● **Exercise**: Please output the following rows word for word, without changing anything.

Pointing and labeling entries:
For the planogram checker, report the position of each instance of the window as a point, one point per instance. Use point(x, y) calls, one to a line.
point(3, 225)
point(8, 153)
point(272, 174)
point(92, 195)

● **Task output**:
For the planogram checker, report the position of each instance of the window as a point, one point per instance. Use point(x, y) calls, one to a line.
point(3, 225)
point(8, 153)
point(272, 174)
point(92, 195)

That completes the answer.